::: Extract provided

There is a very simple mathematical formula for weight loss: CI (calories in) – CL (calories lost) = WL (weight loss). That means that if you eat fewer calories than you are working off, you will lose weight. It sounds simple, and it is essentially true, that is how you lose weight, but there are also many other factors that affect how well this formula works in reality. There are two key areas that have an effect on your ability to lose weight; one is your physical health, and the other is psychology, so if you’re battling with trying to shed the pounds and feel like you’re not doing very well, it could help to have a look at the effects of these two areas.
Health problems you know about
There are very few people who don’t have some kind of health issue that they are living with. It could be chronic pain, a long-term condition like diabetes, a mental health problem, asthma, or an injury; these are just a few examples of the many health problems most people have to deal with at some point in their lives, and they will all affect your ability to exercise in varying ways. Mental health problems can make you feel fatigued; lacking energy, lacking motivation and struggling with negative feelings that make it very hard to look after yourself. They can also contribute to unhealthy eating, e.g. binging, favoring comfort food, or not eating at the best times. Pain, long-term conditions, and injuries will all make it harder to exercise, and the low mood that accompanies the pain and discomfort of health problems can again lead to unhealthy eating habits. If you are trying to lose weight when you have a health problem, first of all, take advice from your doctor about the best treatment to help you recover from or cope better with your condition. They will also be able to advise on the best forms of exercise for someone with your problem, and you might be surprised to find there are many options beyond the familiar ones for effective ways to exercise when you have a health issue.
Health problems you don’t know about
Quite often you feel low, anxious and fatigued for perfectly normal reasons, but if you find you are having trouble shaking these feelings off on a consistent basis, you need to get yourself checked out to make sure there isn’t an underlying cause. The reasons behind not feeling right are many and very hard to isolate yourself, but your doctor should be able to diagnose most causes from assessing your symptoms and performing some standard tests. You may, for example, have a hormone imbalance that is causing you to feel tired all the time, maybe have trouble sleeping and mood swings, and start to gain weight or find it harder to lose. This could be down to the onset of the menopause if you’re over forty, but there are other causes in younger people such as adrenal fatigue. If you are diagnosed with a hormone imbalance, there are specialist clinics like BodyLogicMD that can help with hormone replacement therapies to get your body back in balance.

::::::
::: Data provided

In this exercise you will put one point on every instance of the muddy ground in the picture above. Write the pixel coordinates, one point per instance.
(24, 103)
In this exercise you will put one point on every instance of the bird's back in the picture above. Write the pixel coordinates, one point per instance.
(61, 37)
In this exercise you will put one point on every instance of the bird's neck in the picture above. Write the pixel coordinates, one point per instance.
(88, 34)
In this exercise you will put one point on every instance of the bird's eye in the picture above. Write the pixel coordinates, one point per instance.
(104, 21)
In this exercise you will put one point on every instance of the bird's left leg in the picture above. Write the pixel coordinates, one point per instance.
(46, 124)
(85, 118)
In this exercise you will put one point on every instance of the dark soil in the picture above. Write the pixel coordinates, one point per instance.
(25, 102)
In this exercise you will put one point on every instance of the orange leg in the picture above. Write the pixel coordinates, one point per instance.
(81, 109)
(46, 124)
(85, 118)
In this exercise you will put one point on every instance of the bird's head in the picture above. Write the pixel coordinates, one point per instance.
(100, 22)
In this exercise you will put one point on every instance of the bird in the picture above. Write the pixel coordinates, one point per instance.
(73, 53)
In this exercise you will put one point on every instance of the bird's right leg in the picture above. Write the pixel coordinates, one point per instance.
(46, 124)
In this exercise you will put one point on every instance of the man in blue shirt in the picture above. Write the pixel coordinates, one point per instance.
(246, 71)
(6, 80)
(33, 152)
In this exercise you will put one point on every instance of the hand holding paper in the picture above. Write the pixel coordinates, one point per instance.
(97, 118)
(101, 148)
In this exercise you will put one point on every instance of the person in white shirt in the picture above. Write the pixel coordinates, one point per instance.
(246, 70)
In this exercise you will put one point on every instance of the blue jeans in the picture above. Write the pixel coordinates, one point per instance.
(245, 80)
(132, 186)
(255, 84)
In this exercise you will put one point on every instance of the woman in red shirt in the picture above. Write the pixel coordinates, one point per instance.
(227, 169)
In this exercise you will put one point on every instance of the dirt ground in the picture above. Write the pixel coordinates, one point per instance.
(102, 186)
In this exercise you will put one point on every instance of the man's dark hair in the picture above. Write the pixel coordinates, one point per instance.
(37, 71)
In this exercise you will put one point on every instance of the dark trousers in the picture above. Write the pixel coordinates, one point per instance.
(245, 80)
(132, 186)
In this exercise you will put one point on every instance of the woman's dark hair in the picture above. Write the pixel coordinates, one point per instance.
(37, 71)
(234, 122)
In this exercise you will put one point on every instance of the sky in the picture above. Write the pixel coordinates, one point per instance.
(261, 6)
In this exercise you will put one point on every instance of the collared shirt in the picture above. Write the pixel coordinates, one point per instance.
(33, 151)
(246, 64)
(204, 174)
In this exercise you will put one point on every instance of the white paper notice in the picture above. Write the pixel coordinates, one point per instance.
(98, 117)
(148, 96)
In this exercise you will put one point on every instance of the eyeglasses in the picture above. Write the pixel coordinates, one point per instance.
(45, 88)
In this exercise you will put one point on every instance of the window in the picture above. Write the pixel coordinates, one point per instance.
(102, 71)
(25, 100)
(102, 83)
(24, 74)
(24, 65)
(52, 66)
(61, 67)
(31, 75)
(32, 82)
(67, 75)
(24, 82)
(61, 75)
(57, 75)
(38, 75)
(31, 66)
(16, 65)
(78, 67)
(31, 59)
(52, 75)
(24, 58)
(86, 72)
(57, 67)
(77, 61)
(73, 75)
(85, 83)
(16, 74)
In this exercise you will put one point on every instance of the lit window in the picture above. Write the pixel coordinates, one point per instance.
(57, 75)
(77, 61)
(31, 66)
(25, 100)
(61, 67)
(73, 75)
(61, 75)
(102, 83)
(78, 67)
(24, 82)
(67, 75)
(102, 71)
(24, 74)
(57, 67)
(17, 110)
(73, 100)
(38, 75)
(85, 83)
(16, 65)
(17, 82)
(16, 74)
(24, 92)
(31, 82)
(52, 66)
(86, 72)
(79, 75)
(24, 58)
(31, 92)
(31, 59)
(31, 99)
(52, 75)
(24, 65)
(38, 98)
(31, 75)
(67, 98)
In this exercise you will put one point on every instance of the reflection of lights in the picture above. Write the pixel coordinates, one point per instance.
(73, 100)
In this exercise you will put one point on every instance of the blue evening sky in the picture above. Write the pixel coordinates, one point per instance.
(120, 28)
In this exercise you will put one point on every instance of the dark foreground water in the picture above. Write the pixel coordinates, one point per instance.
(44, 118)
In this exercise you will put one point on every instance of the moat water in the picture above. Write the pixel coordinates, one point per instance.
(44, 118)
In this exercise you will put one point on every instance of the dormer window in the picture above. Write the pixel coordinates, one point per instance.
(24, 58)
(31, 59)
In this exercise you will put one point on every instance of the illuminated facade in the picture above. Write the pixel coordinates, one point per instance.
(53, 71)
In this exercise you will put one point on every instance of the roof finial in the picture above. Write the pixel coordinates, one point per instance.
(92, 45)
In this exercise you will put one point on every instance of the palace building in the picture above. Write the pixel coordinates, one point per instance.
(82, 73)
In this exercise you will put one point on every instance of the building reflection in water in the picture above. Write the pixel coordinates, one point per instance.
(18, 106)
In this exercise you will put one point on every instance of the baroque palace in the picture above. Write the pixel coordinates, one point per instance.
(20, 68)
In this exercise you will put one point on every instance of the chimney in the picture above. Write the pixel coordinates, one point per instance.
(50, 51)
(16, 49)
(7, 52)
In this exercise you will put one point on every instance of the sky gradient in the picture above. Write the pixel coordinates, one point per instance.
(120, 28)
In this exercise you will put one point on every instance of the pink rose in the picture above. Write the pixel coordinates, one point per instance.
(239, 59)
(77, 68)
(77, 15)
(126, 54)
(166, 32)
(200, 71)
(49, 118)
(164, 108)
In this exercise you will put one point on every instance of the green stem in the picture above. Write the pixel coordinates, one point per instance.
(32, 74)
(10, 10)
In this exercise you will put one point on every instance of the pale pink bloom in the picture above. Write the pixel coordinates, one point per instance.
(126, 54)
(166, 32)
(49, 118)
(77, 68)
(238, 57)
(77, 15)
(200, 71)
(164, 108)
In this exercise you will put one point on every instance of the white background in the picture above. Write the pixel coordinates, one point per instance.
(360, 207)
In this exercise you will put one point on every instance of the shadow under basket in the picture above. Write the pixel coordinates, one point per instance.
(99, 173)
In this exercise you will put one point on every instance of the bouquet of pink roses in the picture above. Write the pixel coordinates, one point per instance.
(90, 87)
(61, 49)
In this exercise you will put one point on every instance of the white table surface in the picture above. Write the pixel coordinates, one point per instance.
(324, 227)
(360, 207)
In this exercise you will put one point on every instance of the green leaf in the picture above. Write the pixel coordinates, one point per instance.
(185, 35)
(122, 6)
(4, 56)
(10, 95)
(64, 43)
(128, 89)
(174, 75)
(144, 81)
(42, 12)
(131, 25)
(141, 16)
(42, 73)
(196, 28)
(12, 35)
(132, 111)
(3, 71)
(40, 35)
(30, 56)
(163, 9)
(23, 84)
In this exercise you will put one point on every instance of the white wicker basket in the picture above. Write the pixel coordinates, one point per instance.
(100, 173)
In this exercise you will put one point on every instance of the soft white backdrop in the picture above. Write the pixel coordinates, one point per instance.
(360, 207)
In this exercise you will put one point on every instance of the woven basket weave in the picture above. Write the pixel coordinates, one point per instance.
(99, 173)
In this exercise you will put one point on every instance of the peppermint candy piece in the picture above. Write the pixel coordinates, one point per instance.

::::::

**Brief 1:**
Answer these questions using the weight-loss article:
(a) What formula does the weight-loss article give for weight loss?
(b) Which two key areas does it say affect your ability to lose weight?
(c) For someone over forty, what possible cause of a hormone imbalance does it name?
**Brief 2:** According to the weight-loss article, why should someone get checked by a doctor when low, anxious or fatigued feelings persist? Answer in one to three sentences.
**Brief 3:** Transcribe the weight-loss article starting at "There is a very" and ending at "these two areas.".

**Task solution 1:**
(a) CI (calories in) – CL (calories lost) = WL (weight loss).
(b) Physical health and psychology.
(c) The onset of the menopause.

**Task solution 2:** Persistent trouble shaking off these feelings may point to an underlying cause. The possible causes are many and very hard to isolate on your own. A doctor should be able to diagnose most of them by assessing symptoms and performing some standard tests.

**Task solution 3:**
There is a very simple mathematical formula for weight loss: CI (calories in) – CL (calories lost) = WL (weight loss). That means that if you eat fewer calories than you are working off, you will lose weight. It sounds simple, and it is essentially true, that is how you lose weight, but there are also many other factors that affect how well this formula works in reality. There are two key areas that have an effect on your ability to lose weight; one is your physical health, and the other is psychology, so if you’re battling with trying to shed the pounds and feel like you’re not doing very well, it could help to have a look at the effects of these two areas.